● **PROBLEM REQUIREMENTS**:
Retype the material word for word, covering everything from the line that contains "Target = dark framed artwork" down to the line that contains "356), (189, 163)]", with both of those lines included.
╭──
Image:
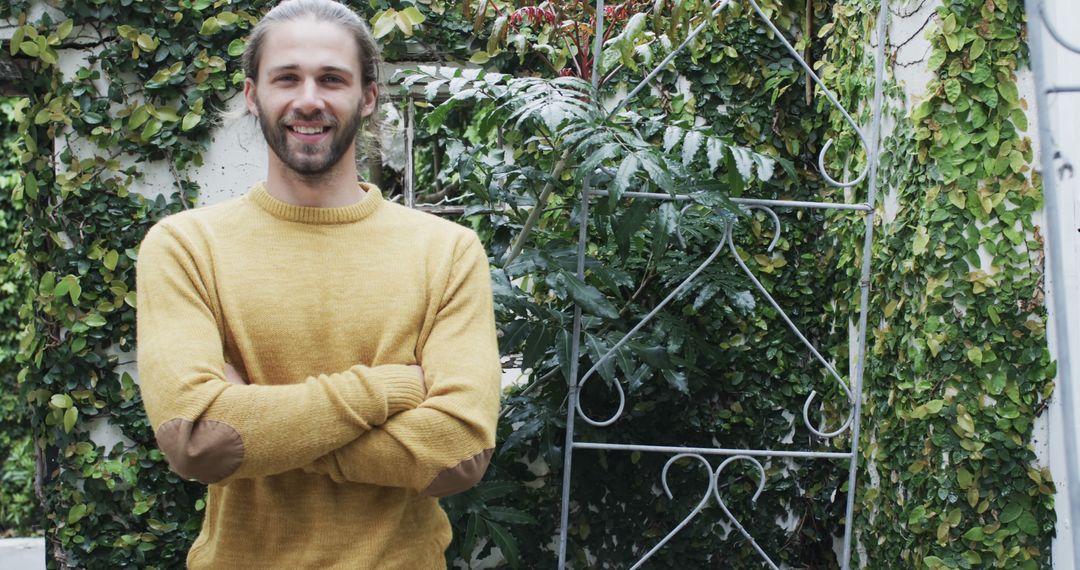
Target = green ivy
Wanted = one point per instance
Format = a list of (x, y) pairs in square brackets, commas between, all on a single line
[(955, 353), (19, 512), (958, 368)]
╰──
╭──
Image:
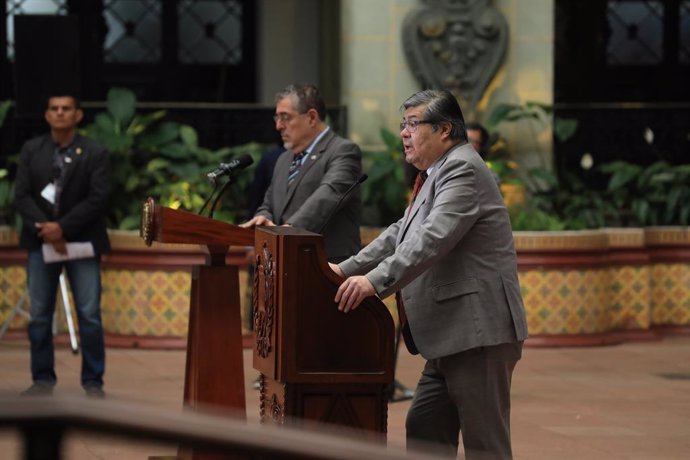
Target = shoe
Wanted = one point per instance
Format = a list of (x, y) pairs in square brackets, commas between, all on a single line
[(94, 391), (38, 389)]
╰──
╭──
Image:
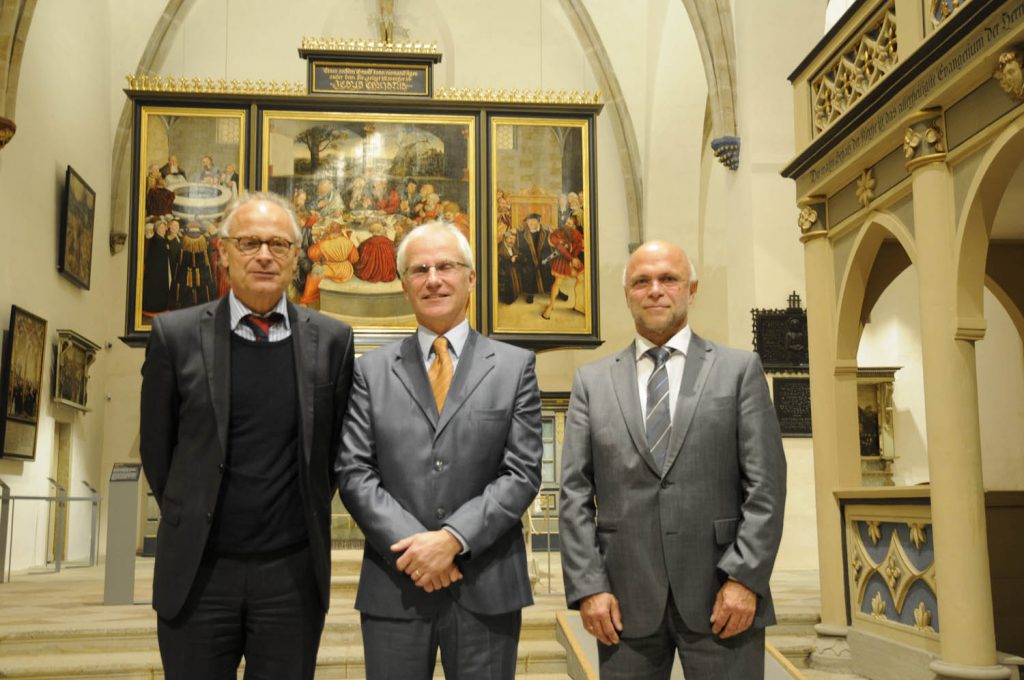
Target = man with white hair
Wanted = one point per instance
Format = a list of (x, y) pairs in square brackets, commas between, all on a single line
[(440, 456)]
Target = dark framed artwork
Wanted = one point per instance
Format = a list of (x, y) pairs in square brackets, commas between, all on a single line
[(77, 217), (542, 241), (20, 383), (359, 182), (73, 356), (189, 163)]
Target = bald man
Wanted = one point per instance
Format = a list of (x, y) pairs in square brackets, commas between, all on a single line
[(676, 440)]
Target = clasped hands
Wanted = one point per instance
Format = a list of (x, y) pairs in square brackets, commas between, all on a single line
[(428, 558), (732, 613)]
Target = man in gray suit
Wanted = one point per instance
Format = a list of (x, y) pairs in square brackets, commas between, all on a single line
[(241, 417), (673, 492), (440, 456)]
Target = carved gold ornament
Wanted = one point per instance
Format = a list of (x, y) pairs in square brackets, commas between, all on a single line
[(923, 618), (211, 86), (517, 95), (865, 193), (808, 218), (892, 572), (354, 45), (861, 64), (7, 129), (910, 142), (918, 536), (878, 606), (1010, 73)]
╰──
● **THE ANSWER**:
Target = dark framed artwork
Wanted = one point per instance
Format = a list of (x, y) pairs in square brackets, commas between, all on a single line
[(77, 217), (542, 241), (20, 383), (359, 182), (73, 356), (189, 163)]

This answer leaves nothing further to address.